__PROVIDED ENTRIES__:
----------------

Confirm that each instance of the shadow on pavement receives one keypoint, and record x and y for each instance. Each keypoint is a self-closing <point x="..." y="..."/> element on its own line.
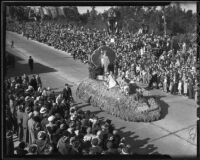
<point x="138" y="146"/>
<point x="21" y="66"/>
<point x="164" y="106"/>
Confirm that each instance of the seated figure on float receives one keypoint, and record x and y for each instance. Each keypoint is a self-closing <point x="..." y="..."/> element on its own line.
<point x="123" y="83"/>
<point x="104" y="61"/>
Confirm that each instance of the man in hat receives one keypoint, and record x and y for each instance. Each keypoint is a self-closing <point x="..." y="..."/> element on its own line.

----------------

__WHAT THE TASK REQUIRES__:
Whenever you reach a picture, pass over it; print all the other material exactly.

__REPLY__:
Confirm that each instance of the shadow on pavement receives one keypoint, and record x and y for each instance. Each keypoint is a self-closing <point x="..." y="..."/> element on its own line.
<point x="138" y="146"/>
<point x="21" y="66"/>
<point x="164" y="106"/>
Confirm that each instance of the seated figure on float receives one keypoint, and record x and y for each instance. Each keypoint is a self-closing <point x="..." y="..."/> element on its own line.
<point x="123" y="83"/>
<point x="104" y="61"/>
Confirm that each instance of the man in hat receives one keypoint, and record x and y for each instance. Each keypoint is a self-closing <point x="..." y="..."/> element on its own line.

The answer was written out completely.